Aim of the exercise –
The entire set of lines below should be copied exactly.

Records for processing –

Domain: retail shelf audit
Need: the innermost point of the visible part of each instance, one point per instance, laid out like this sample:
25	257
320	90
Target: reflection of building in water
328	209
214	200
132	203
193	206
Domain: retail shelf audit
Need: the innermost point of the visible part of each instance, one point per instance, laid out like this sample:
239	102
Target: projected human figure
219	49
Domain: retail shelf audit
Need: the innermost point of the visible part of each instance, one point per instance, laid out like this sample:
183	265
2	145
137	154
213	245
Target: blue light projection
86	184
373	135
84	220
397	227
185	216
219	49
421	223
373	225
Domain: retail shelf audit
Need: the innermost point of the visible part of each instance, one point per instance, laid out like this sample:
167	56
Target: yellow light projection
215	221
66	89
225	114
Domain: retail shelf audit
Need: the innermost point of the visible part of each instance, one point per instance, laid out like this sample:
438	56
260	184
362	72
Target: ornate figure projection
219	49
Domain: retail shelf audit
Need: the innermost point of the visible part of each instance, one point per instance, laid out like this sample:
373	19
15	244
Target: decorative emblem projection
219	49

Completed task –
Domain: retail shelf audit
Need: the innermost point of the visible part of each instance, one point per instance, laid out like this sample:
25	257
320	90
Target: reflection of building in water
328	209
214	200
132	203
193	206
Domain: retail shelf audit
Need: the innermost point of the visible part of each instance, one point per instance, laid out like this sample:
239	102
Target: projected human figure
219	49
Domain: retail shelf audit
Need: the innermost point of the visible part of each instance, one point per instance, laid out like this sample:
183	265
2	145
137	154
213	245
Target: blue light projection
86	184
373	135
84	220
397	227
185	216
219	49
421	223
373	225
Domain: retail shelf audit
Need: the innermost point of the visible part of each instance, one point per instance, laid out like this sample:
167	56
Target: yellow light projection
215	221
66	89
225	114
Domain: retail shelf audit
Need: the innermost point of the visible part of each instance, one point per instance, laid out like this sample:
438	56
260	184
362	72
Target: ornate figure projection
219	49
Domain: retail shelf audit
Need: the innermost point of the visible part of each instance, one point per instance, laid out like this sample:
373	19
15	244
Target: decorative emblem projection
219	49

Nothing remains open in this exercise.